What to work on
Please rewrite the records from the line holding "mirror with a point in the photo above." through the end of the records, inclusive, replacing "side mirror" with "wing mirror" and keeping everything else unchanged. Return only those lines.

Material
++++
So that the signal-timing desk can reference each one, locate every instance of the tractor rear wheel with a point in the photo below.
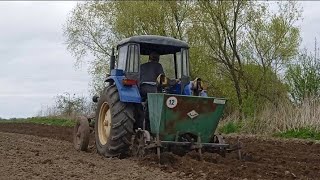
(114, 124)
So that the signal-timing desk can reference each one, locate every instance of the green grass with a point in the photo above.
(230, 127)
(303, 133)
(43, 120)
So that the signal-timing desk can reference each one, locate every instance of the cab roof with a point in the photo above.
(160, 44)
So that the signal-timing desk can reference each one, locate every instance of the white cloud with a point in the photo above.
(34, 63)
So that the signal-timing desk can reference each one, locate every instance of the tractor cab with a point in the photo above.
(134, 51)
(174, 58)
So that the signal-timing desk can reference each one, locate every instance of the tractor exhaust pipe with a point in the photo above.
(112, 60)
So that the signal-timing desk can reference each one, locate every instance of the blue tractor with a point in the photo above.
(123, 109)
(119, 105)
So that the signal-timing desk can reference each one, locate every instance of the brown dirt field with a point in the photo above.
(49, 155)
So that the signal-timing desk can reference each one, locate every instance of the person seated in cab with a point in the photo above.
(149, 73)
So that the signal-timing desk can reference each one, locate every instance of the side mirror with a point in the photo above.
(95, 98)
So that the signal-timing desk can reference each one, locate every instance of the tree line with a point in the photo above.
(246, 51)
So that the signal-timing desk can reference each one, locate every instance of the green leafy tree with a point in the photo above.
++++
Task answer
So that the signal-timing desk can reference each one, locate every instance of the wing mirror with a point in the photo above.
(95, 98)
So that the signal-timing desk can reference each one, locate every instance of the tree line with a point in the photo above.
(246, 51)
So that the signal-timing desk can reference each one, locate every instance of the green leafy tree with a point in the photo above.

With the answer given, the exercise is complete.